# [GIVEN TASK 1]
In the text on the phases of personal transformation, what is a clear indicator that you have moved into the Dreaming and Scheming phase?
# [GIVEN TASK 2]
Continue the text on the phases of personal transformation, picking up right after its final sentence.

# [PAGE EXCERPT]
####

Square 2: (Dreaming and Scheming)
This phase is like the tender, new shoots of Spring after the hard winter you’ve just been through. You’ll know you’re beginning to heal when images spontaneously sprout in your mind’s eye of how life could be different or better. Create a clear picture of what you want to do next and who you want to evolve into. Eventually you’ll begin to scheme how you can make it real. A clear indicator you’ve moved into this phase is when you decide to change your look, your clothes or your surroundings because they no longer reflect who you are.
What to do; This is a delicate time. Give yourself full permission to dream. Daydream about exciting new possibilities. Resist spending time on outdated cultural fears that tell you why it can’t or won’t work. Those kinds of thoughts can kill the dream before it’s even started. If the fears and judgements begin to take hold reach out to your trusted someone to keep you buoyed up. Break out of your state by doing something life affirming. Allow those tender dream-shoots to take root by creating a vision board of the things you’d love to have, do or experience. It’s not uncommon for manifestation magic to appear when we have the courage to dream a new dream. Eliminate any rules and go for it.
Square 3: Re-forming (aka The Hero’s Saga)
This is where the rubber meets the road. It’s the nitty-gritty of putting those dreams into the real world. This phase often demands nailing down logistics and practicalities. It requires growing our reserves of perseverance, tenacity and inner resilience. Just to complicate things, friends and family will begin noticing that you’re serious about this whole transformation thing. It’s not uncommon for them to be uncomfortable with your changing nature. They may even demand you ‘change back’. This added stress can bring on an attack of self-doubt.

####

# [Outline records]

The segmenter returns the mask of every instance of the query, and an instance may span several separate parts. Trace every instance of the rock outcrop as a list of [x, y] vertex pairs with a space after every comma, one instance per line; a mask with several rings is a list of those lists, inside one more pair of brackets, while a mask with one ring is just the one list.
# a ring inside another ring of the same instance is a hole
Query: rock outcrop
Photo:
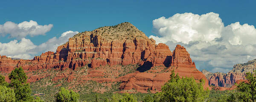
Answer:
[[[139, 65], [137, 71], [117, 78], [105, 78], [105, 71], [95, 70], [106, 65], [113, 68], [111, 66], [115, 65], [131, 64]], [[121, 81], [120, 88], [123, 90], [136, 89], [145, 92], [150, 88], [160, 91], [161, 85], [169, 79], [172, 69], [181, 76], [204, 79], [207, 82], [205, 88], [210, 89], [206, 78], [196, 68], [185, 48], [177, 45], [172, 53], [167, 45], [156, 45], [153, 39], [149, 39], [129, 23], [79, 33], [58, 46], [56, 52], [47, 52], [33, 60], [14, 60], [0, 56], [1, 72], [9, 72], [20, 66], [27, 71], [36, 71], [52, 68], [76, 70], [85, 65], [91, 69], [88, 71], [90, 75], [82, 76], [84, 79], [91, 78], [90, 79], [100, 82]], [[159, 68], [152, 69], [156, 67]], [[54, 79], [57, 80], [65, 77], [72, 81], [76, 77], [71, 74], [59, 76]], [[44, 77], [39, 75], [29, 77], [31, 78], [30, 82]]]
[[[243, 64], [234, 65], [232, 70], [227, 74], [215, 73], [207, 78], [209, 85], [215, 86], [230, 87], [237, 82], [245, 80], [246, 73], [252, 72], [256, 69], [256, 59]], [[202, 71], [206, 76], [206, 71]]]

####

# [WRITTEN RESPONSE 1]
You decide to change your look, your clothes or your surroundings because they no longer reflect who you are.

# [WRITTEN RESPONSE 2]
What to do; After the glow of Square 2 all this practicality can feel like an uphill climb. It’s not as much fun as Square 2 but the work can be deeply meaningful. ‘What the hell was I thinking?’ is a common refrain on the hard days. It’s not knowing if the work, time and effort on a seemingly impossible goal will produce a future harvest. Revisit your vision board and journaling highlights from your Dreaming and Scheming days so you remember why you wanted to do this in the first place. The right mindset is critical. Square 3 will clarify who your people really are and those that are not on board will most likely drift away. The good news is you’ll also attract like-minded others who want to take the journey with you. Spend extra time with them instead of the old crowd. Resist people-pleasing, especially the wrong people, and undermining the hard-won gains you’ve made. On those tough days, remind yourself that maybe you’re not there yet – but you will be.
Square 4: Full Flight (aka The Promised Land)
Finally! It’s the big, payoff for doing your inner transformational work. Your new identity is feeling like home now. It’s time to rejoice in all this good work.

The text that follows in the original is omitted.